◆ **INSTRUCTION 1**
In the Tiger King text, what did Joe Exotic give out while running for Governor?
◆ **INSTRUCTION 2**
Write out the Tiger King text from "Carole: The tigers" up to and including "kind of range!".
◆ **INSTRUCTION 3**
Decide whether each statement agrees with the Tiger King text, answering yes or no and quoting the deciding words: (a) Joe Exotic married two men at the same time. (b) Carole Baskin has been arrested for her husband's murder. (c) The show at first portrays Carole Baskin as a villain.

◆ **TEXT SHOWN**
++++++

Joe does a lot of questionable things throughout the series that you’ll want to be sure to mention, so your friends won’t realize you’re lying. He married two straight guys at the same time and then used one of their funerals to promote his music career (I know), he gave out condoms with his face on them when he was running for Governor (I KNOW), and he hires someone to take a hit out on his arch-nemesis Carole Baskin (I f*cking KNOW!!!). Overall, what you need to know is Joe Exotic is a bad guy and he ends up in prison!

Carole Baskin

Carole Baskin Tiger King

Carole: The tigers go from being so sweet to just wanting to tear your face off and they could do it like that, it’s amazing they have that kind of range!

That’s not what I find interesting, Carole. Every single sorority girl I met in college has that same level of range. They can go from dancing on the table at Sigma Chi to sobbing into their trashcan punch on the bathroom floor in the time it takes Chad to open a Snapchat and not reply. In this instance, the tigers do not impress me!

What can I say about Carole Baskin? I’m not entirely convinced that she’s not a “where are they now?” of Dorinda from The Cheetah Girls. I wanted to love her at first, and the show initially portrays her as a hero for big cats, but if you watch (which you haven’t), you quickly learn that she’s a shady bitch in her own right.

Carole tells us that her mission is to end the captivity of big cats, as we are shown all of her big cats in captivity. We stan a hypocritical queen. It’s much like when I tell my friends I’m done drinking for a while, and then proceed to sh*tpost on my Instagram story that very same night after five vodka sodas. I’m still not sure I understand the difference between Carole and Joe’s places other than the fact that one is branded as a sanctuary and one requires a tetanus shot before entering. When talking about Carole you’ll want to talk about her questionable fashion taste the fact that she absolutely murdered her husband. While there isn’t necessarily proof and she hasn’t been convicted or even arrested for his murder, 99% of viewers are convinced. And if she and OJ Simpson join the same spouse bereavement support group, we’ll know for sure. Essentially, what you need to know is Carole is also a bad guy, she’s just still on the loose!

++++++

Records from a data source
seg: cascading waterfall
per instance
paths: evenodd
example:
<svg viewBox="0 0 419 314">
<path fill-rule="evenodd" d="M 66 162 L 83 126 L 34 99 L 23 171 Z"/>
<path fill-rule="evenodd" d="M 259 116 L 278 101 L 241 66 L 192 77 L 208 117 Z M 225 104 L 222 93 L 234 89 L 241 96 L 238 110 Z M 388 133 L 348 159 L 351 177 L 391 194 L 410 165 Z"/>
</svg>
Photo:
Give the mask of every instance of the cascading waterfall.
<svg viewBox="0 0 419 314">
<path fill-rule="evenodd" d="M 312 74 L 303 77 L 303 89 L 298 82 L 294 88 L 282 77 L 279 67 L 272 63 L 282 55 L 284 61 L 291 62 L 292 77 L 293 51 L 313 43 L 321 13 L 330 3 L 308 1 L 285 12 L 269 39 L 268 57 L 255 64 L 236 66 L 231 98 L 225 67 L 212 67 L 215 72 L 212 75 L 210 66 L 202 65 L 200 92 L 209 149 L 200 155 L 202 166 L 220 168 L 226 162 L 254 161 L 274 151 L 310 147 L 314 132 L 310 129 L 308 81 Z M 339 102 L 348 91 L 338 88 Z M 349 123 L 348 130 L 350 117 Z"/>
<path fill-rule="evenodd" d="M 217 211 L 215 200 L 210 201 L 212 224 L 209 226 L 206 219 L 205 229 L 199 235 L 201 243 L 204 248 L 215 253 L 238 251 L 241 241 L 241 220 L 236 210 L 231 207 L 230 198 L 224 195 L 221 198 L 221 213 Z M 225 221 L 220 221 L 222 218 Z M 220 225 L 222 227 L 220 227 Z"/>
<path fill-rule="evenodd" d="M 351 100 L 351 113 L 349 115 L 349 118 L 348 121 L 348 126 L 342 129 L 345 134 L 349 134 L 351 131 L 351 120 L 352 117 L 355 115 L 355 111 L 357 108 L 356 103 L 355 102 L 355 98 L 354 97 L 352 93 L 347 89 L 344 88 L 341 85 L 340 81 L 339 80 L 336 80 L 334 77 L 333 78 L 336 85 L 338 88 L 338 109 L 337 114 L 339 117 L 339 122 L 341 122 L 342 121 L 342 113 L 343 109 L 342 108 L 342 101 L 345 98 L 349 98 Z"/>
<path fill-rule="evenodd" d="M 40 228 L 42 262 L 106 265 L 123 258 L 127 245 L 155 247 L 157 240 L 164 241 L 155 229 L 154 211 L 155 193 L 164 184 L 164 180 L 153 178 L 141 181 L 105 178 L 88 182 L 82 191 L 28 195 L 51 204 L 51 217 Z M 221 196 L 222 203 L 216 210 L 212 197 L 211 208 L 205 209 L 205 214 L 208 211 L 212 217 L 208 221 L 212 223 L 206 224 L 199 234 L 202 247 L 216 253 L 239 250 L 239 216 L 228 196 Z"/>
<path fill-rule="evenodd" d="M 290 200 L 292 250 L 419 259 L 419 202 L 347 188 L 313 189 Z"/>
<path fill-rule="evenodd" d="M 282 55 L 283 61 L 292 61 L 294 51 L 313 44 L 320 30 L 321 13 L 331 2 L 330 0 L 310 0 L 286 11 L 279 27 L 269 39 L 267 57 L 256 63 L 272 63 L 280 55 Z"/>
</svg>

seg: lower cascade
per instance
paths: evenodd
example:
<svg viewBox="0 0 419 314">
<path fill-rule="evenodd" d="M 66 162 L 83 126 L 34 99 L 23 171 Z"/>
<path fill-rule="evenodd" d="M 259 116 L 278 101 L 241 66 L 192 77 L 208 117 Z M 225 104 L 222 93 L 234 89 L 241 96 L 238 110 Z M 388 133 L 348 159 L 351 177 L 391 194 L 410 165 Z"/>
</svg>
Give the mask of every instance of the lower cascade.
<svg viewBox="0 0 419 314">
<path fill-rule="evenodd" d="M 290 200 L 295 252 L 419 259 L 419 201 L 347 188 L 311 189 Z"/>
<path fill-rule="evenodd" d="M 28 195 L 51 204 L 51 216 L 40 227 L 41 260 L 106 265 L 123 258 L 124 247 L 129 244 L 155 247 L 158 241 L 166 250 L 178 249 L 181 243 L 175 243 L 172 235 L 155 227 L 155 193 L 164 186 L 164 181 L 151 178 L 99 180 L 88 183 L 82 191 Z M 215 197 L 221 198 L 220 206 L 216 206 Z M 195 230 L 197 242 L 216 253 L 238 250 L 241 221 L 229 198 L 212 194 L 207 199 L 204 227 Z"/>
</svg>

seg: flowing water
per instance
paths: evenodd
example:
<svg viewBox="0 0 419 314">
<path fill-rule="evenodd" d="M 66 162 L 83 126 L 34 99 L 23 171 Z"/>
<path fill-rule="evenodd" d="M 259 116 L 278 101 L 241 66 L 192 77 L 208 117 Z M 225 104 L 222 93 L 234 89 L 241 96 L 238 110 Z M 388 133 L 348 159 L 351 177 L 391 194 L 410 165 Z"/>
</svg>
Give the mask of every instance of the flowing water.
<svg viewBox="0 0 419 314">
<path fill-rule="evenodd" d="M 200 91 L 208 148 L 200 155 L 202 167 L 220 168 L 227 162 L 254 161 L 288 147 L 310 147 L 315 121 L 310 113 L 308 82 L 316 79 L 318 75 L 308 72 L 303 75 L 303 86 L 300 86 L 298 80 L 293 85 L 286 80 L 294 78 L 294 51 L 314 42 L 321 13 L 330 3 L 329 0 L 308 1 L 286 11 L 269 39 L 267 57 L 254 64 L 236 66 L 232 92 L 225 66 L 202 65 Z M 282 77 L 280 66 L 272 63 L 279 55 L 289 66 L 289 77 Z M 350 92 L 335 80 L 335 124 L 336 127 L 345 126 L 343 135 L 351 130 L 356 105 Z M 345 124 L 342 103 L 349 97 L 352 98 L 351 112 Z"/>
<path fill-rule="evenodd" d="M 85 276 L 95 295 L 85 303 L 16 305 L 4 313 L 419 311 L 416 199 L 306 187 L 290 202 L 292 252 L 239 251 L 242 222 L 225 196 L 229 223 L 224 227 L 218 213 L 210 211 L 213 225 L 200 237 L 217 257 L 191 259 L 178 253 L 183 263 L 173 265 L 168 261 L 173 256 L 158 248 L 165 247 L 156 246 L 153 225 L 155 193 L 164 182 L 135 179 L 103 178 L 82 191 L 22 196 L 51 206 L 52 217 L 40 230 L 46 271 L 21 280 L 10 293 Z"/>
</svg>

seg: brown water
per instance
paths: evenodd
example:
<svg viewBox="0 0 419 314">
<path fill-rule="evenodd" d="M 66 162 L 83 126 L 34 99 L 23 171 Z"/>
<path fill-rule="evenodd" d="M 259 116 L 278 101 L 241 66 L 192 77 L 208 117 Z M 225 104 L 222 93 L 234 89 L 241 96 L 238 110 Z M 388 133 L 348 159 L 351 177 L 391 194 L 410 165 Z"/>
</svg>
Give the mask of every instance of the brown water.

++++++

◆ **WORKED ANSWER 1**
Condoms with his face on them.

◆ **WORKED ANSWER 2**
Carole: The tigers go from being so sweet to just wanting to tear your face off and they could do it like that, it’s amazing they have that kind of range!

◆ **WORKED ANSWER 3**
(a) Yes: "He married two straight guys at the same time"
(b) No: "she hasn’t been convicted or even arrested for his murder"
(c) No: "the show initially portrays her as a hero for big cats"